WORK INSTRUCTIONS:
Each record that follows is to be reproduced character for character, pictures excepted.
====
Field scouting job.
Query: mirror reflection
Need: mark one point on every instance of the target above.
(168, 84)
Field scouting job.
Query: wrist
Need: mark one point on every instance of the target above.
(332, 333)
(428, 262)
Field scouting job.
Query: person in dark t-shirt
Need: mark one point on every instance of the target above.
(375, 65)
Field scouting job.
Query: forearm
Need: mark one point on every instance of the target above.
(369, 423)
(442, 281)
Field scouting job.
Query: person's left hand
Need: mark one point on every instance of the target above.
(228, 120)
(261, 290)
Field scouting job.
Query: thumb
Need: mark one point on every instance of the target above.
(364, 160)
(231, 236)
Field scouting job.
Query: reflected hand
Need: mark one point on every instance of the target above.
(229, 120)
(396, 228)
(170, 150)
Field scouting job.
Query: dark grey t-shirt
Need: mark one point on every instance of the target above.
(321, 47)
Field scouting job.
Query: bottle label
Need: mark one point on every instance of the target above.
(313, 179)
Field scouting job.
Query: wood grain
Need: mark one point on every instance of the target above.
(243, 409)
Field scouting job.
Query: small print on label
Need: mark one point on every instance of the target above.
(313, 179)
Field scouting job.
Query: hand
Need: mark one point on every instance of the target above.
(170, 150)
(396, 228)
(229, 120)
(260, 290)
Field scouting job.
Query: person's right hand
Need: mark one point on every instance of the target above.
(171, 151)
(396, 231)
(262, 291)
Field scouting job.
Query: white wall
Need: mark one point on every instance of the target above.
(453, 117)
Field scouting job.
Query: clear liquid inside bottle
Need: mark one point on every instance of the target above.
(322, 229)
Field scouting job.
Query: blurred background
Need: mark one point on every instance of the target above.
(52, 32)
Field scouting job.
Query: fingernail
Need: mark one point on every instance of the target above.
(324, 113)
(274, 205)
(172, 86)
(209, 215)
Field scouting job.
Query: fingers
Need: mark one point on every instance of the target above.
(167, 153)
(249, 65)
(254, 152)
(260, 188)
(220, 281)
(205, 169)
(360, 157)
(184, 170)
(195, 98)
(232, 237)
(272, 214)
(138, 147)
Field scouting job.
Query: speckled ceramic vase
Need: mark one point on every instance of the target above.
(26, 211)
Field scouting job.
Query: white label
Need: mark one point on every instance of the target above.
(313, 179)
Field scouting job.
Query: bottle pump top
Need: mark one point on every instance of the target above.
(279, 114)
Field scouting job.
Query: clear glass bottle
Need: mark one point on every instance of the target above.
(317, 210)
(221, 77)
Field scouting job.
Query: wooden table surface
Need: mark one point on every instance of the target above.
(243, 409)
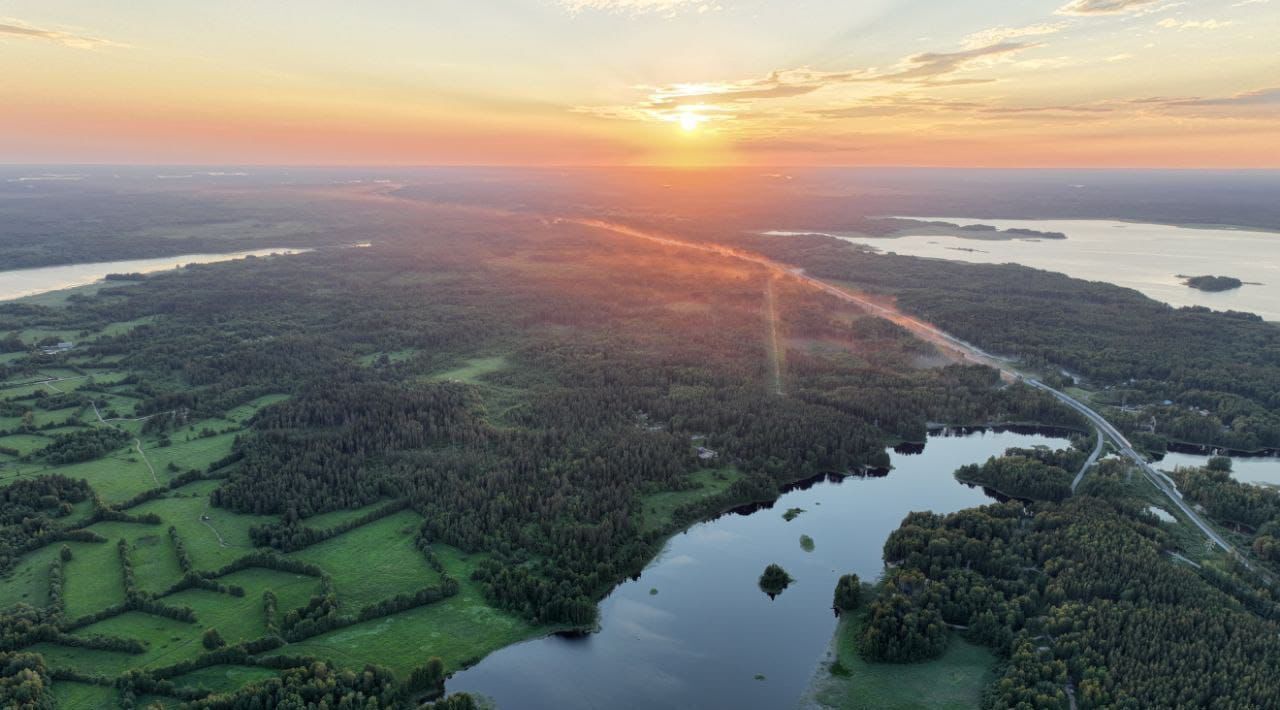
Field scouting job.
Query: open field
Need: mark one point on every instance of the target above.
(472, 370)
(460, 630)
(659, 508)
(371, 560)
(954, 681)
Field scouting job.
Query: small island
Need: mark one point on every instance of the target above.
(775, 580)
(908, 227)
(1212, 283)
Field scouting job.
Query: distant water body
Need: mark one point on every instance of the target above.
(696, 632)
(44, 279)
(1146, 257)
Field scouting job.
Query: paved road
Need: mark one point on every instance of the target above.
(967, 351)
(1091, 461)
(1157, 477)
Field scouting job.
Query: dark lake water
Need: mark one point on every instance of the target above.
(1249, 470)
(708, 631)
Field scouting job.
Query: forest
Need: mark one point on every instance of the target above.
(496, 398)
(1217, 371)
(504, 408)
(1082, 601)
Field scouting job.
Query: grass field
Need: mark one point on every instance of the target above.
(371, 560)
(368, 564)
(460, 630)
(223, 678)
(241, 618)
(394, 356)
(954, 681)
(24, 443)
(472, 370)
(83, 696)
(658, 508)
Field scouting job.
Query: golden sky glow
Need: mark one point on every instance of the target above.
(545, 82)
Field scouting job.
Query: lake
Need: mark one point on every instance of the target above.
(1251, 470)
(1146, 257)
(30, 282)
(694, 631)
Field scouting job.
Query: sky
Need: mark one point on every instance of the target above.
(1138, 83)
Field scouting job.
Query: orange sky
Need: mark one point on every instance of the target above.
====
SOLUTION:
Field scouting job.
Query: mirror reflection
Need: mark one point on every instance of the target above.
(168, 84)
Field scouting job.
Query: wrist
Need: mark one point on every instance of the target above.
(332, 333)
(428, 262)
Field scouting job.
Query: person in dark t-shirt
Need: mark one point on every instance of the target above.
(375, 65)
Field scouting job.
Query: forearm
Need: mark one point on every instance of the target above.
(369, 423)
(442, 281)
Field scouting job.
Query: person's left hand
Need: mark one point on every instance of the target above.
(228, 120)
(261, 290)
Field scouting job.
Query: thumb
Need: mark one point on every instance of the target above.
(364, 160)
(231, 236)
Field scouting job.
Query: reflected hand
Need: mark one point on every instance of the target above.
(229, 120)
(396, 228)
(170, 150)
Field scouting job.
Query: dark grey t-shirt
Need: mark one point on every instance of the target above.
(321, 47)
Field scouting job.
Query: bottle label
Need: mark one point on every instance of the target above.
(313, 179)
Field scouting job.
Query: wood grain
Need: mark one point on every instance of the target above.
(243, 409)
Field scouting job.
Query: small print on label
Need: mark one point on every instance of the target above.
(313, 179)
Field scouting job.
Query: hand
Need: mark one point on every instance of the target above.
(170, 150)
(396, 228)
(229, 120)
(260, 290)
Field scouting job.
Query: person's right hand
Need: mark one point on every instance of the target above.
(171, 151)
(396, 231)
(262, 291)
Field scouting job.
Query: white wall
Need: mark one point on every instance of the target above.
(453, 117)
Field scouting job.
Query: clear liquid inside bottle
Need: mark one point on every instance of the target above.
(322, 229)
Field scouting job.
Query: blurred background
Need: mark one point on every instance of the target above.
(52, 32)
Field scouting job.
Query: fingernail
Need: mark one point on every instance of the target above.
(324, 113)
(274, 205)
(172, 86)
(209, 215)
Field scouting job.
Query: fingers
Need: mark one point on every instance of the target above.
(167, 153)
(249, 65)
(254, 152)
(260, 188)
(220, 281)
(205, 169)
(360, 157)
(184, 170)
(195, 98)
(232, 237)
(272, 214)
(138, 147)
Field scouting job.
Query: speckled ceramic vase
Need: mark one point on every instance of the target above.
(26, 211)
Field scouting job.
Query: white label
Need: mark one point on every instance of the target above.
(313, 179)
Field scouting job.
Query: bottle pump top
Need: mark one point on every instance of the target above.
(279, 114)
Field scouting job.
Query: clear glass bottle
Need: mark one point on every instance of the target above.
(317, 210)
(221, 77)
Field scouting job.
Query: wooden table surface
Need: mark one point on every instance of the target above.
(243, 409)
Field scouting job.
Query: open field
Need: mark one point on every instance of the target above.
(472, 370)
(460, 630)
(659, 508)
(371, 560)
(954, 681)
Field scouting job.
Query: small island
Need: mark one point on every instance of the target above.
(775, 580)
(908, 227)
(1212, 283)
Field scouting job.
Query: distant water body
Need: mark one point on every instance of the target above.
(696, 632)
(44, 279)
(1146, 257)
Field scouting job.
Query: paved road
Need: mark one point on every instance of the target above.
(967, 351)
(1091, 461)
(1157, 477)
Field scouting job.
Query: dark lake water
Need: mark one point on every instance of the target above.
(1249, 470)
(708, 631)
Field scouting job.
Query: forest
Need: mark one point on every instance of the target above.
(496, 398)
(1217, 371)
(504, 408)
(1082, 601)
Field scouting job.
Query: grass field
Need: mark one point on every instance of the target above.
(371, 560)
(368, 564)
(460, 630)
(223, 678)
(241, 618)
(394, 356)
(954, 681)
(24, 443)
(472, 370)
(83, 696)
(658, 508)
Field scouting job.
Query: golden sky glow
Need: mark one point on every instance of the target above.
(545, 82)
Field scouting job.
Query: lake
Need: mark one point on every instance of the target above.
(1251, 470)
(1146, 257)
(30, 282)
(694, 631)
Field scouting job.
Query: sky
Need: mark one point on every instance of the target above.
(1138, 83)
Field scouting job.
Query: orange sky
Need: mark one point on every instance of the target above.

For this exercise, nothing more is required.